(Problem statement):
Skip the pictures and extract all of the lines exactly as written.

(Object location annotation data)
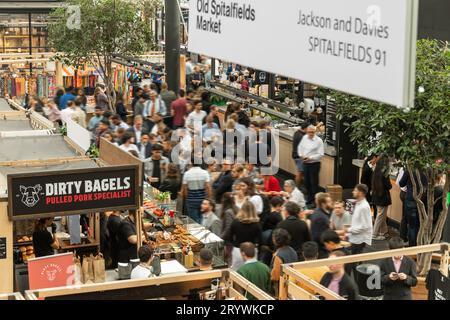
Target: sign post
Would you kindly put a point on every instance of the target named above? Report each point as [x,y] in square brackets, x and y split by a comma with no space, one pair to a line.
[362,47]
[69,192]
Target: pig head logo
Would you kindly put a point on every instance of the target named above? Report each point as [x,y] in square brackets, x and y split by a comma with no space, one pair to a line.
[30,195]
[51,274]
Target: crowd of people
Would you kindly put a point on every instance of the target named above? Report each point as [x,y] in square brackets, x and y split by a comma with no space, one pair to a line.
[265,222]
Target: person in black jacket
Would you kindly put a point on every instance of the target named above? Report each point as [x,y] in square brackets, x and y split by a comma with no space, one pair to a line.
[120,108]
[398,274]
[298,135]
[338,281]
[366,178]
[172,182]
[320,220]
[298,229]
[269,221]
[411,211]
[145,147]
[224,182]
[112,226]
[381,197]
[244,228]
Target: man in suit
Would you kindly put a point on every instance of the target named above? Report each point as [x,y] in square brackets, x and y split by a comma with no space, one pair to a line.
[145,147]
[138,129]
[298,229]
[320,220]
[398,274]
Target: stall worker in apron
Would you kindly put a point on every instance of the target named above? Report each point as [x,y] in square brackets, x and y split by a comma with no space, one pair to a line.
[45,242]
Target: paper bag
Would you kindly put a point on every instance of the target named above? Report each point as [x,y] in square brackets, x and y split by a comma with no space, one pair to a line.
[99,269]
[78,273]
[88,269]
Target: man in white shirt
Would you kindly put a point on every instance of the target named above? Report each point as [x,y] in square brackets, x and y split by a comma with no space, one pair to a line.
[340,218]
[118,123]
[360,232]
[137,130]
[311,151]
[196,188]
[195,118]
[144,269]
[210,221]
[153,107]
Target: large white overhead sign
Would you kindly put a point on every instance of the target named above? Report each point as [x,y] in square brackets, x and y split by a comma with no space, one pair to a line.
[363,47]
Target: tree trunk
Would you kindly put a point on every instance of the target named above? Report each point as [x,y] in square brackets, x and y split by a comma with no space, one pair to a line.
[423,263]
[110,92]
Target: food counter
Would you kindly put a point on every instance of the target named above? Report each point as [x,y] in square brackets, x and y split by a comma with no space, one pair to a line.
[174,234]
[205,285]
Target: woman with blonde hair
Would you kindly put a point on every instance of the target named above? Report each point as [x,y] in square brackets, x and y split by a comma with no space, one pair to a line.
[244,228]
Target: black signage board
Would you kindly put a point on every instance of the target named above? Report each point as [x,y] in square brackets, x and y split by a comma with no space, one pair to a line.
[67,192]
[3,248]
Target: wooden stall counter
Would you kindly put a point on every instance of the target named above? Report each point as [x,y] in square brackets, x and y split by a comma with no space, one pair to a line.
[186,286]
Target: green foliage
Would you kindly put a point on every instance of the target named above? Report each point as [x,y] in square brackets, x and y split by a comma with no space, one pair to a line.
[107,27]
[419,136]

(Response for this exercise):
Target: sign post
Would you kindly put a point on every instance of the target named above? Report each point as [x,y] in square brackets, x and y split by a comma with no space, one pair to a line.
[362,47]
[69,192]
Target: pig head logo
Would you kindly put a point on every instance of the target named above? Report each point as [x,y] in square brackets, x and y split by a comma with no space, one pair to a line.
[30,195]
[51,274]
Target: crowd of people
Would you kindly put a point on every instance of the target named above? Report each point as [x,y] in square brackets, x and y split by a comma with no space, one pair to a line.
[265,222]
Target: person in black jacket
Would you kindly put a point on every instance of the target named above? Report each point as [x,y] in square brackets, x and y split by a comma with no space, one pair to a line.
[120,108]
[398,274]
[298,135]
[338,281]
[366,178]
[172,182]
[320,220]
[298,229]
[269,221]
[411,211]
[145,147]
[224,182]
[112,226]
[381,197]
[244,228]
Target: man in suit
Would you kindly put a point on every instance of the target named above? Report each point as [x,y] in square brackets, x and y split by a comma with no space, one pair to a line.
[145,147]
[138,129]
[298,229]
[320,220]
[398,274]
Target: stall worker in apron
Would you kindly put a point on every instance of the target named above? Report each point as [x,y] in square brackets, x and y split by a comma with no space, one pair to a line.
[45,242]
Target: paper bag
Would you kindly put a point on every instance of the target named above? Report each point as [x,y] in square brackets, x and y split by a comma with no space, one pair to a line.
[99,269]
[78,273]
[88,269]
Target: man in white shirt
Would you kindly put a point on every instance of the target named above? Report each point as [x,y] in square brackets, x and y split by a comma with no space, one pair to a line.
[340,218]
[118,123]
[360,232]
[137,130]
[311,151]
[196,188]
[195,118]
[144,269]
[210,221]
[153,107]
Target: large white overhead sign
Would you kindly put a point on every instance of the target named above? Report each point as [x,y] in square brackets, x and y split by a comma with no space, one pair to a line.
[363,47]
Target: tree trunk
Would you kindly put a point on every instance of the target named above? Report each point as [x,y] in square brackets, x and y split by a comma with no space, one pair to a line.
[423,263]
[110,92]
Target: food counter
Would you kindly put a point on every instance of the target named above? Report each point as [x,y] in square brackets, x and y split by a comma with no space, one pair to a line.
[174,234]
[205,285]
Target: woman with blonde hair
Would you kindly put a point on every instance of the target named above? Report each point as [x,y] in square brackets, x and y split by a comma with no space, one pair to a line.
[244,228]
Target: black signage board
Would you kindly put a point on every instance of the target named above? Report each point as [x,y] in square brackets, x and y split by a comma with no space, one pair to a line.
[67,192]
[3,248]
Target: wooden stall counter
Would you kindly put a point on every instance of the target named above? Report each point as [x,y] in square brackets, x and y split by a comma with no space, one pair to a line.
[186,286]
Target: green foliage
Would you kindly put a point on every instance of the target named above? Report each point as [x,y] in square brackets, x and y split by a comma with no space, one pair to a line.
[107,27]
[419,136]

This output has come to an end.